WORK REQUIRED: Exactly as written, please set down all of the entries again, with no pictures.

EXERCISE MATERIALS:
_ _ _
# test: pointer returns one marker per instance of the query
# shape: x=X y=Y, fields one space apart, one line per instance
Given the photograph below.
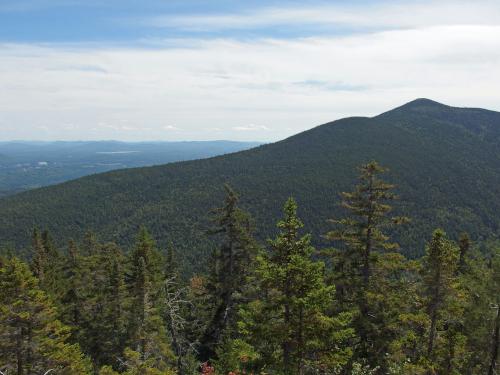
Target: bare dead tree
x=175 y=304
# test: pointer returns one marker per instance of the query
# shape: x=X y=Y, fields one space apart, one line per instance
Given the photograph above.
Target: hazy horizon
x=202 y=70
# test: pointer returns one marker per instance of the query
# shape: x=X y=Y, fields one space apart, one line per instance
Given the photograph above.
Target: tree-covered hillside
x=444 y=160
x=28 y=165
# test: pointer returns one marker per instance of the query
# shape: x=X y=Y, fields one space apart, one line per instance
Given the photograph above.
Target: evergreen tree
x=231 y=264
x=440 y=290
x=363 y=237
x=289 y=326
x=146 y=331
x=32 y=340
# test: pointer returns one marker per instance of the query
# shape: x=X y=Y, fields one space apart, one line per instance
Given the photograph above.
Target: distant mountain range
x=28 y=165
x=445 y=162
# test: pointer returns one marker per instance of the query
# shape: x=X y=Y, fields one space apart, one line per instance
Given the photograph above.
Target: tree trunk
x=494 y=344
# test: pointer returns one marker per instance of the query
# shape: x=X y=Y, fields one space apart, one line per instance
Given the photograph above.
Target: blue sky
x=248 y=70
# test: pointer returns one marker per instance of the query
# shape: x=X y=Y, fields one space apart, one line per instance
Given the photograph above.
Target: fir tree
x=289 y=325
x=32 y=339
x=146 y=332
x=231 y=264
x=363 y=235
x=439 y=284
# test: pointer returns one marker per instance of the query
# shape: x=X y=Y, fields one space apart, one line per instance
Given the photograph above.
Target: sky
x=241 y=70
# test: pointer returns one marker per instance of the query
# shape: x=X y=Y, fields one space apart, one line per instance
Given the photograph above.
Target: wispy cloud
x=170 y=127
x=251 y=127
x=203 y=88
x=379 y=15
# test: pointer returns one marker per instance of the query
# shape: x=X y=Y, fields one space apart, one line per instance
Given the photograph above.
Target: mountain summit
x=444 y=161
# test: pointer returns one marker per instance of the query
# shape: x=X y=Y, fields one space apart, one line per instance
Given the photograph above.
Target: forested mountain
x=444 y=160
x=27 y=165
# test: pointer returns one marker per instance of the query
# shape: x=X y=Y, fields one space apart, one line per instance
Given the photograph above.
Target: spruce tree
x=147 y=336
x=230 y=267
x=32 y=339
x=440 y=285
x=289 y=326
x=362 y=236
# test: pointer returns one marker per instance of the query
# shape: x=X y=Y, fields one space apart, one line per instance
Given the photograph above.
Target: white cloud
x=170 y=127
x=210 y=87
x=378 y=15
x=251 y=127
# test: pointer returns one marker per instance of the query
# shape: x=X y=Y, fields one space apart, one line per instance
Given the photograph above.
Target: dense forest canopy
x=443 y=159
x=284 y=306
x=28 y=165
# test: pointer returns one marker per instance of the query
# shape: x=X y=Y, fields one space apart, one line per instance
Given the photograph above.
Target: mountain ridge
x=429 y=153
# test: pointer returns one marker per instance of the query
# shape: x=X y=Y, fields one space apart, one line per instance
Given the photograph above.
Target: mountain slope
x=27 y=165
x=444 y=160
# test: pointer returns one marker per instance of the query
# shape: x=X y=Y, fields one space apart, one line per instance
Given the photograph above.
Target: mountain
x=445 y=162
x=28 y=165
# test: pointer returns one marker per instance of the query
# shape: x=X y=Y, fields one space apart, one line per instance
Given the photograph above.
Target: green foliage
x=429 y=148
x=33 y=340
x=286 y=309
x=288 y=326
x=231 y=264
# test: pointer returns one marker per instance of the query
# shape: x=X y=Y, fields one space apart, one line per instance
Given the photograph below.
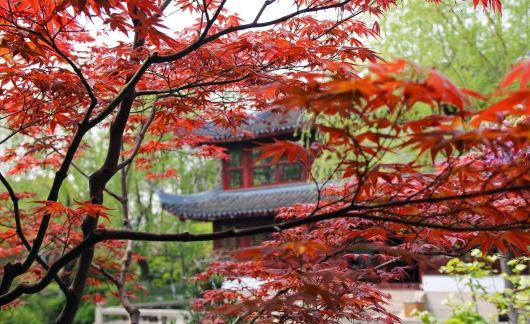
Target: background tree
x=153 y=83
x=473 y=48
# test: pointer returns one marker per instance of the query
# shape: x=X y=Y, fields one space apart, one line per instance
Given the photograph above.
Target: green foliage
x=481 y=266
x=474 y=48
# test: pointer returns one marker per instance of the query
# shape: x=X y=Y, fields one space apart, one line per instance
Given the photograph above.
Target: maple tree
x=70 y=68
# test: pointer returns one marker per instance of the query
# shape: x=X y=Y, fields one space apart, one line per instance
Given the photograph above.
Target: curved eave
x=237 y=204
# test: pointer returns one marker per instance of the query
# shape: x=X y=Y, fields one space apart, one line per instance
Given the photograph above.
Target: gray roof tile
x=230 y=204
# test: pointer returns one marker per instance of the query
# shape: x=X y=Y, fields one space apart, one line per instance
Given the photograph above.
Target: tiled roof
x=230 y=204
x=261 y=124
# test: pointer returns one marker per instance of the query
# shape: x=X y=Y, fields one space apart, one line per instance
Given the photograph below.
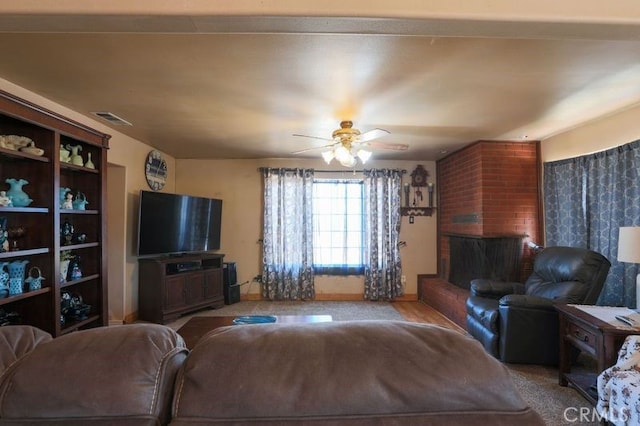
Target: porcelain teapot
_ _ _
FINAL ANSWER:
# test: pointer returns one marker per instance of the query
# shape: x=X y=Y, fields one space apart, one line per instance
Given the photograph below.
Target: bare dead tree
x=175 y=304
# test: pointer returns one marker per instance of the query
# shape: x=X y=Y, fields one space apart, one line per instance
Given the photograph above.
Target: hazy horizon
x=202 y=70
# test: pointer returns one marker per instance of the query
# shape: x=X y=Y, fields one space apart, one line per instance
Given the photograph above.
Target: tree-covered hillside
x=444 y=160
x=28 y=165
# test: pointer returns one marker per instance of the query
# shape: x=X y=Y, fields one space apart, one line per instance
Given the photograph above.
Target: evergreen tree
x=231 y=264
x=440 y=290
x=363 y=237
x=289 y=326
x=146 y=331
x=32 y=340
# test: pointer returns one marker per instance of the query
# shape: x=X y=Y, fields one space apart, one line per instance
Given the photograph above.
Target: distant mountain range
x=28 y=165
x=445 y=162
# test: pointer returns one marker per instance of the query
# shape: x=X y=Y, fields one space apart, one line per instance
Given the photograph above.
Target: tree trunk
x=494 y=344
# test: pointer returns one marker per instance of the query
# shape: x=X y=Y, fields one space apart, one line per instance
Given the photograph above.
Target: blue sky
x=248 y=70
# test: pointer returns one marker per instance of the query
# shape: x=X y=Y, fields one space apart, one line per instance
Given the photograph above.
Target: fir tree
x=289 y=325
x=32 y=339
x=146 y=332
x=231 y=264
x=363 y=235
x=439 y=284
# test: pointer returns one marker per instance of the query
# shape: x=X y=Y, fields one space apart, one line per instance
Given the photograph above.
Target: sky
x=241 y=70
# test: pointer returns one marker per instance of the query
# shape: x=X y=Y, fields one space apart, one line per instance
Given the photograph above.
Target: wispy cloud
x=170 y=127
x=251 y=127
x=203 y=88
x=379 y=15
# test: pointer returns one marker per instance of the query
# shape: x=X y=Y, fields one space apart, one line per instance
Given the photograph above.
Target: mountain summit
x=444 y=161
# test: pointer returns one marker per instance of the query
# shape: x=X y=Y, fields one space apart, one line per instance
Given the photograph above.
Target: forested mountain
x=444 y=160
x=27 y=165
# test: pointer returns one marker per instance of the query
# shape: x=X y=Y, fields one space apart, one line per instance
Given the photograph above.
Target: spruce tree
x=147 y=336
x=230 y=267
x=32 y=339
x=440 y=285
x=289 y=326
x=362 y=236
# test: pointer returns one marker per instance of the query
# shape: x=X y=Y, fields one space apart, one line per instance
Given the photograph above.
Target: white cloud
x=170 y=127
x=210 y=87
x=378 y=15
x=251 y=127
# test: pointer returns one marker per instance of the query
# shape: x=X y=Y, fields one space apart, one line per instance
Given the photograph above.
Target: dense forest canopy
x=443 y=159
x=284 y=306
x=28 y=165
# test: pointer returns one marker per instance of the query
# shape: x=X y=Y, fields one space apart, one line per instance
Given the photograph above.
Target: mountain ridge
x=429 y=153
# test: pointer returns one marker per instance of the query
# shape: x=X y=Y, fields one space apart, one line per instance
Given the photograph above.
Target: mountain slope
x=27 y=165
x=444 y=160
# test: pointer returns one marker per instance of the query
# shape: x=X y=Y, fields one space apart, one line per instance
Given the photograph above.
Target: mountain
x=445 y=162
x=28 y=165
# test: pointer returns one marker per instance of the query
# shape: x=X y=Y, fields one space apart, one line per instance
Given the photograph above.
Target: green foliage
x=429 y=148
x=33 y=340
x=286 y=309
x=288 y=326
x=231 y=264
# test: pointer returns one marker per instance of the query
# shape: x=X y=Y, fields one space apart, one line per instance
Given the photograph below.
Target: background tree
x=153 y=83
x=473 y=48
# test: pointer returns one marker per instance of the query
# shape: x=X y=Y, fields one space apart, one line per instance
Given the photograph above.
Target: green foliage
x=481 y=266
x=474 y=48
# test: pointer returns one marker per instance of the query
# shape: x=X y=Y, fields one space apart, one line per instance
Given the photograph above.
Target: maple tree
x=70 y=68
# test: pointer returns one marker per instance of the query
# shape: x=X y=Y, fields one space apart, one line per instance
Given the photograph above.
Target: curved eave
x=237 y=204
# test: pointer returns one marker per instance of the query
# shape: x=X y=Y, fields one space apart, one line per instance
Given the photograph above.
Target: gray roof tile
x=230 y=204
# test: pointer returns one marker per instance of the query
# shape: x=X y=Y, fields one space apart, one line per instance
Given the photograph above.
Target: tiled roof
x=230 y=204
x=261 y=124
# test: pointer returns one marker per instance of the query
# shape: x=X y=Y, fields one space apart, one line per instance
Given the photograph below.
Target: porcelain teapot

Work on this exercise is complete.